**TEXT SEGMENT:**
--
Their experience paints a hopeful picture of an Africa that can indeed fulfill
the promise of prosperity. One young entrepreneur summed up the lift that
homegrown success can provide by observing, “When the solution comes from
within, we start believing in ourselves. We start trusting that we can do this,
we can go forward.”
How have these innovators, many of whom are local
entrepreneurs, found a path where so many larger, better-resourced enterprises
have hit a wall? In this article we outline their market-creating innovation
model and describe how it generates significant growth in both revenue and
employment. We also describe methods for spotting nonconsumption, the
fundamental opportunity on which this model capitalizes. Finally, we offer some
suggestions for policy makers, investors, and entrepreneurs about how to
increase both the number and the impact of these innovative enterprises.
The Paradox of Power
In their groundbreaking 2002 article “The Fortune at the Bottom of the Pyramid,”
C.K. Prahalad and Stuart L. Hart described the vast opportunity facing
multinational corporations that can adapt their business models to address the
needs of the billions of “aspiring poor” inhabitants of developing countries
around the world. In more recent years, Hart and his colleagues have taught us
to shift our perspective from making a fortune from the base of the pyramid to creating a fortune with it, and also to be more
mindful of environmental consequences when crafting strategy. The compelling
vision these scholars have set forth—of an inclusive capitalism linking
business, government, and NGOs in common cause—has engaged the best efforts of
those constituencies for a decade and a half, with some notable successes.
--
**RECORDS SUPPLIED:**

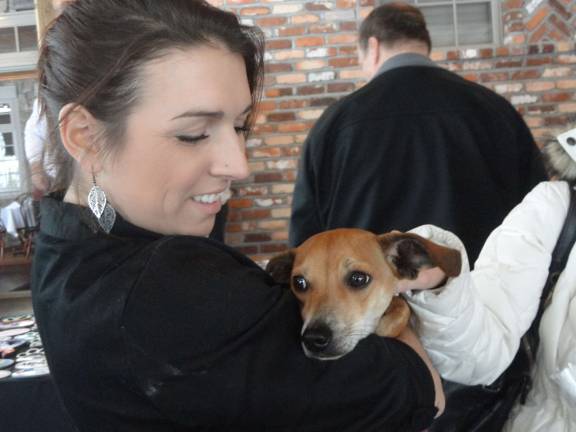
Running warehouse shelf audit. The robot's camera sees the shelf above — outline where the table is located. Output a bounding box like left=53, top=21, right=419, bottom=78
left=0, top=315, right=75, bottom=432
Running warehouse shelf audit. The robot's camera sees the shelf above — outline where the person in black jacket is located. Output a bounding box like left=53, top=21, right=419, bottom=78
left=32, top=0, right=443, bottom=432
left=290, top=3, right=546, bottom=263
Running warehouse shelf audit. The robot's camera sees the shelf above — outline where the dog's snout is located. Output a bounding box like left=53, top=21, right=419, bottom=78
left=302, top=324, right=332, bottom=352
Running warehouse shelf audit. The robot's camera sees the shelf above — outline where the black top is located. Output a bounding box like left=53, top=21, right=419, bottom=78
left=290, top=66, right=546, bottom=262
left=32, top=198, right=436, bottom=432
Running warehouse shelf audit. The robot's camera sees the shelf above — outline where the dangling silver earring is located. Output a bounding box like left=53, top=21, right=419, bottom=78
left=88, top=172, right=116, bottom=234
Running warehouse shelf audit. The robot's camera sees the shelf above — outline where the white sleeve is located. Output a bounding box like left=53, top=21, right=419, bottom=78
left=24, top=99, right=48, bottom=163
left=406, top=182, right=569, bottom=384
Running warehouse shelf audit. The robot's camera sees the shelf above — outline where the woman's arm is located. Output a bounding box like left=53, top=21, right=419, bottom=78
left=123, top=238, right=437, bottom=432
left=407, top=182, right=568, bottom=384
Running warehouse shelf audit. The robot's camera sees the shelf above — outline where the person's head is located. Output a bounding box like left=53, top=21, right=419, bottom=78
left=542, top=122, right=576, bottom=182
left=39, top=0, right=263, bottom=235
left=358, top=3, right=432, bottom=78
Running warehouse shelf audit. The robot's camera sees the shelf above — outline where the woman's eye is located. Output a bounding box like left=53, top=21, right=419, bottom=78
left=348, top=271, right=371, bottom=288
left=176, top=134, right=209, bottom=144
left=292, top=276, right=308, bottom=292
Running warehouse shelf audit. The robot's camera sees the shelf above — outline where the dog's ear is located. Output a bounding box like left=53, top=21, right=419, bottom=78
left=378, top=231, right=462, bottom=279
left=266, top=250, right=295, bottom=284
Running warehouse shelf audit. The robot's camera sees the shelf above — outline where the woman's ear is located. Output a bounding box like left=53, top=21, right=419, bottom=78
left=58, top=103, right=100, bottom=173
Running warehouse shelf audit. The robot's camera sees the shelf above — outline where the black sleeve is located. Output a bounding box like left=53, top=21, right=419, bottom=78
left=514, top=110, right=548, bottom=193
left=123, top=238, right=436, bottom=432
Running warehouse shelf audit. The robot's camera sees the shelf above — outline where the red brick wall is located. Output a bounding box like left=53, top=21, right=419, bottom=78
left=211, top=0, right=576, bottom=259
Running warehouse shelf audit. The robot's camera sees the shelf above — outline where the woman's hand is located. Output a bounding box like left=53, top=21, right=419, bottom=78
left=398, top=326, right=446, bottom=418
left=396, top=267, right=446, bottom=293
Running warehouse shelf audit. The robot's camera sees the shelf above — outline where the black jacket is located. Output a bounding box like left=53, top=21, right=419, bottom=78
left=290, top=62, right=546, bottom=262
left=32, top=198, right=436, bottom=432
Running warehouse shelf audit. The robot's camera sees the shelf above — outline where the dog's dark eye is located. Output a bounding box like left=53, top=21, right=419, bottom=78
left=348, top=271, right=371, bottom=288
left=292, top=276, right=308, bottom=292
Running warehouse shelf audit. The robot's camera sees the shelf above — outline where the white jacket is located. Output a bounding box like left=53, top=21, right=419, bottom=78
left=406, top=182, right=576, bottom=432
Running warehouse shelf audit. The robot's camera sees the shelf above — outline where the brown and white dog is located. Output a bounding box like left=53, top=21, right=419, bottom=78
left=266, top=229, right=461, bottom=360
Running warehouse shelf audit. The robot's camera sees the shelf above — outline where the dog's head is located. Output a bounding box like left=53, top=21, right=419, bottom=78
left=266, top=229, right=461, bottom=360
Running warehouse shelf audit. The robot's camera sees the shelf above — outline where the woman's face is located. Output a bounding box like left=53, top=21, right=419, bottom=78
left=96, top=46, right=252, bottom=236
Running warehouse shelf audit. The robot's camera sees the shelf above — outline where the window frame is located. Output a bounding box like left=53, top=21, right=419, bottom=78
left=376, top=0, right=503, bottom=51
left=0, top=10, right=38, bottom=74
left=0, top=86, right=28, bottom=199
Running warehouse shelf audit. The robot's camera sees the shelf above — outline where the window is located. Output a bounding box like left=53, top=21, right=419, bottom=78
left=0, top=0, right=38, bottom=72
left=0, top=86, right=26, bottom=198
left=378, top=0, right=500, bottom=48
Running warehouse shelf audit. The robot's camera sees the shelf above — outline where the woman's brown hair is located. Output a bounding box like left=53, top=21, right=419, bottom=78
left=38, top=0, right=263, bottom=190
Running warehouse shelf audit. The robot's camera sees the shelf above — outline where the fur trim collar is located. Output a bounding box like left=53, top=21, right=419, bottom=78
left=542, top=140, right=576, bottom=181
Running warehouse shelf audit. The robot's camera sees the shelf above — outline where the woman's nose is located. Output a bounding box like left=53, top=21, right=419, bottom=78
left=212, top=131, right=250, bottom=180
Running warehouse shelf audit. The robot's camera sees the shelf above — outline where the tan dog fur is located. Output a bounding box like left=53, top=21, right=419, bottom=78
left=267, top=229, right=461, bottom=360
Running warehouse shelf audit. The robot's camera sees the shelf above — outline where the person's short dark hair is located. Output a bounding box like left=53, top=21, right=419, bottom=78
left=38, top=0, right=264, bottom=190
left=359, top=3, right=432, bottom=51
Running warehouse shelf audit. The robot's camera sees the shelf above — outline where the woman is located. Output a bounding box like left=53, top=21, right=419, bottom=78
left=404, top=125, right=576, bottom=432
left=33, top=0, right=442, bottom=432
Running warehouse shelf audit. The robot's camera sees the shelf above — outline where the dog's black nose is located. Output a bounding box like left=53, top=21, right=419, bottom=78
left=302, top=324, right=332, bottom=352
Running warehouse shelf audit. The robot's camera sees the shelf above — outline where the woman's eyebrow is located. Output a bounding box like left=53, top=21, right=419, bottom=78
left=172, top=104, right=252, bottom=120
--
Continue the text on market-creating innovation in Africa, picking up after its last sentence. The listing plays no part in what follows.

But now many of the multinationals that pursued
this opportunity have become discouraged by its sheer difficulty, and nowhere
more so than in Africa. In February 2016 Barclays Bank announced its intention
to exit the continent as part of a general pullback from emerging markets that
are not developing as quickly as anticipated. In June 2015 Nestlé announced
that it was dramatically retrenching in Africa: cutting its workforce by 15%
across 21 countries, pulling out of two countries entirely, and reducing its
product line by half. Other Western consumer-goods icons, including Coca-Cola,
Cadbury, Eveready, and SABMiller, are also leaving African markets once thought
to hold great promise. According to recent data from the United Nations
Conference on Trade and Development, foreign direct investment in Africa fell
by a third, to US$38 billion, in 2015, against an overall trend of increased
investment in developed economies.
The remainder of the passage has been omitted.